**Challenge**
Reproduce each line of the material precisely.

----

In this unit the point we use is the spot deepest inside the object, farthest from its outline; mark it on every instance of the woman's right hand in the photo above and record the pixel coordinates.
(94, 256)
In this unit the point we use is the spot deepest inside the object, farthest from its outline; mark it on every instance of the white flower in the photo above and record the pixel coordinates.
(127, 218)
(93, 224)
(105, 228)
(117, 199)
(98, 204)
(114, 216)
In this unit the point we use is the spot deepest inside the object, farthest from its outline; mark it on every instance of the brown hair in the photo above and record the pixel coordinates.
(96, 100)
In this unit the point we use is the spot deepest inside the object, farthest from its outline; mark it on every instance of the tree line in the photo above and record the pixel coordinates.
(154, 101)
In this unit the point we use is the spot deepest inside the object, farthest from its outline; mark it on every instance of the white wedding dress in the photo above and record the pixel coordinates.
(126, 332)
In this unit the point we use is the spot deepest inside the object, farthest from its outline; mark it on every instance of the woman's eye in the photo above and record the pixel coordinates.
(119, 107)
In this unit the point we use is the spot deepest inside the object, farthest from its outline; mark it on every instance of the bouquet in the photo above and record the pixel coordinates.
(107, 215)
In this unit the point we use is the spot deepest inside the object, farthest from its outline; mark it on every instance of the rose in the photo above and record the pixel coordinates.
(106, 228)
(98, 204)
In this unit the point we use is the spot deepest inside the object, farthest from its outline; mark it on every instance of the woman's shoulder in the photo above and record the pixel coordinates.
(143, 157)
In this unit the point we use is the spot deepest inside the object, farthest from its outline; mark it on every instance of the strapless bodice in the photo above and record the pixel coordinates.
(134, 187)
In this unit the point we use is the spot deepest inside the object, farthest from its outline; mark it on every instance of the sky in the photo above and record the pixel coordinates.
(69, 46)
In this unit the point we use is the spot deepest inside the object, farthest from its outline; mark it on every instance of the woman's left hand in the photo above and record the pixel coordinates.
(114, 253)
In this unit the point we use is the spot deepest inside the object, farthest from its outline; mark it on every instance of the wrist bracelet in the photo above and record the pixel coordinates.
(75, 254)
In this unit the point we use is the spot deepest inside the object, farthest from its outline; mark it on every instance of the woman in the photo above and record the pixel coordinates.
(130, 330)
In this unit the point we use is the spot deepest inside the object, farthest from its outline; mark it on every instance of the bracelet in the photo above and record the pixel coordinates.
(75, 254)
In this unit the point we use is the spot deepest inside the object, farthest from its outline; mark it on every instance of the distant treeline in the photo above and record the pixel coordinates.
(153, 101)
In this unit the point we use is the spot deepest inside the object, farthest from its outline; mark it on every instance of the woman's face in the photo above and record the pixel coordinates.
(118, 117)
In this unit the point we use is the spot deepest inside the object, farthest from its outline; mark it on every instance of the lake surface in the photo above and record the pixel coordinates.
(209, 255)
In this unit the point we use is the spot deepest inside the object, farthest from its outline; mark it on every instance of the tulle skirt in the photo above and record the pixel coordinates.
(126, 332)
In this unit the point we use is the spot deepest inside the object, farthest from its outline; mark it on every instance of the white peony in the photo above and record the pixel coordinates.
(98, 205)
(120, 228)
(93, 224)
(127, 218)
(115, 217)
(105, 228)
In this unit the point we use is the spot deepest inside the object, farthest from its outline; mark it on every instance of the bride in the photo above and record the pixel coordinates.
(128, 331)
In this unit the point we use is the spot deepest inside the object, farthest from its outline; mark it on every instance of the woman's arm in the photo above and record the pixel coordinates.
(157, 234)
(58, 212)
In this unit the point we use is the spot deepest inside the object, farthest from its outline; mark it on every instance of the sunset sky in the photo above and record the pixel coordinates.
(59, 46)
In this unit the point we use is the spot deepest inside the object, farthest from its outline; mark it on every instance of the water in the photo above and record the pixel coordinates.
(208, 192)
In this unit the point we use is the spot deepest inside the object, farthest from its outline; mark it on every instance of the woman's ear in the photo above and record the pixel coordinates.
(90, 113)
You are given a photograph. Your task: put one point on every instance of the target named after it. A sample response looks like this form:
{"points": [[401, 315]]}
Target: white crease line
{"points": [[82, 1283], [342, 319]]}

----

**Solution**
In this unit the point we use is the spot deepest inside the object, farthest from its outline; mark it on every instance of the woman's right hand in the photo above and record the pixel coordinates.
(94, 256)
In this unit the point we use is the spot deepest inside the object, farthest from its outline; mark it on every instance of the white flower in the photo above and record the pixel coordinates.
(127, 218)
(93, 224)
(105, 228)
(117, 199)
(98, 204)
(114, 216)
In this unit the point we use is the spot deepest inside the object, farthest from its outline; mark it on every instance of the brown hair in the photo above and record the pixel coordinates.
(96, 100)
In this unit the point we use is the spot deepest inside the object, farthest from its outline; mark it on every instance of the tree line in the photo above and record the pixel coordinates.
(154, 101)
In this unit the point we use is the spot deepest inside the object, farthest from its outline; mark it on every instance of the white wedding dress in the photo above and record the pixel coordinates.
(126, 332)
In this unit the point we use is the spot deepest inside the object, farthest from its outline; mark it on every instance of the woman's eye in the photo above and record the pixel coordinates.
(119, 107)
In this unit the point we use is the spot deepest inside the object, farthest from its outline; mark it on every instance of the bouquet in the photo above and record the pixel coordinates.
(107, 215)
In this unit the point we use is the spot deepest inside the object, farthest from its outline; mark it on every instance of the rose in the photo above and record the pixel coordinates.
(106, 228)
(98, 204)
In this unit the point we use is the spot deepest inside the object, farthest from its outline; mark it on every instance of the woman's shoulder in the photo above and record the pixel coordinates.
(143, 157)
In this unit the point we use is the spot deepest inside the object, farthest from its outline; mark it on every instance of the strapless bodice in the photo above and record the pixel coordinates.
(134, 187)
In this unit the point we use is the spot deepest inside the object, farthest from its outline; mark it on every instance of the sky in the photo above and record the pixel coordinates.
(69, 46)
In this unit the point we use is the spot deepest inside the object, farthest from its outline; mark it on every instance of the woman's left hand in the photo above and record the pixel coordinates.
(114, 253)
In this unit the point we use is the spot deepest inside the object, farthest from its outline; mark it on every instance of the wrist bracelet in the photo above and record the pixel coordinates.
(75, 254)
In this unit the point we use is the spot deepest inside the object, farthest from its outline; mark it on every instance of the woman in the photo above and record the pixel coordinates.
(130, 330)
In this unit the point we use is the spot deepest inside the object, farthest from its outline; mark it on every instance of the bracelet in the photo above and record the pixel coordinates.
(75, 254)
In this unit the point we use is the spot deepest inside the object, farthest from its outline; mark it on every instance of the distant treeline in the photo above and record the pixel coordinates.
(153, 101)
In this unit the point we use is the spot deepest inside the object, farthest from its outline; mark it on every instance of the woman's face in the photo above and record the pixel coordinates.
(118, 117)
In this unit the point we use is the spot deepest inside the object, farthest from its outline; mark it on every instance of the lake surface in the photo above and record the pixel coordinates.
(209, 255)
In this unit the point we use is the spot deepest inside the object, farthest from its outline; mark it on every instance of the tulle skirt in the photo above and record the pixel coordinates.
(126, 332)
In this unit the point we use is the spot deepest inside the object, farthest from its outline; mark it on every instance of the white peony in the photo above and record the pixel coordinates.
(98, 205)
(120, 228)
(93, 224)
(127, 218)
(115, 217)
(105, 228)
In this unit the point we use is the spot deepest inside the object, farthest from its outline; mark it on every instance of the bride in the photo above and record the pixel coordinates.
(128, 331)
In this unit the point we use is the spot deepest inside the object, farthest from its outline; mark it on every instance of the woman's arm in the photo above and record the pixel coordinates.
(157, 234)
(58, 212)
In this unit the point we use is the spot deepest inside the object, farthest from its outline; mark it on every instance of the sunset sky in the photo above and record the pixel coordinates.
(59, 46)
In this unit the point we use is the spot deepest inside the object, farthest from its outline; mark it on every instance of the water in the photo above and record the pixel coordinates.
(208, 192)
In this unit the point we use is the spot deepest inside the object, farthest from its outline; mark it on every instance of the woman's ear in the photo above and record the pixel coordinates.
(90, 113)
You are given a photograph. Your task: put one point on every instance of the target named after it. A sample response looks like this form:
{"points": [[401, 315]]}
Target: white crease line
{"points": [[82, 1283], [342, 319]]}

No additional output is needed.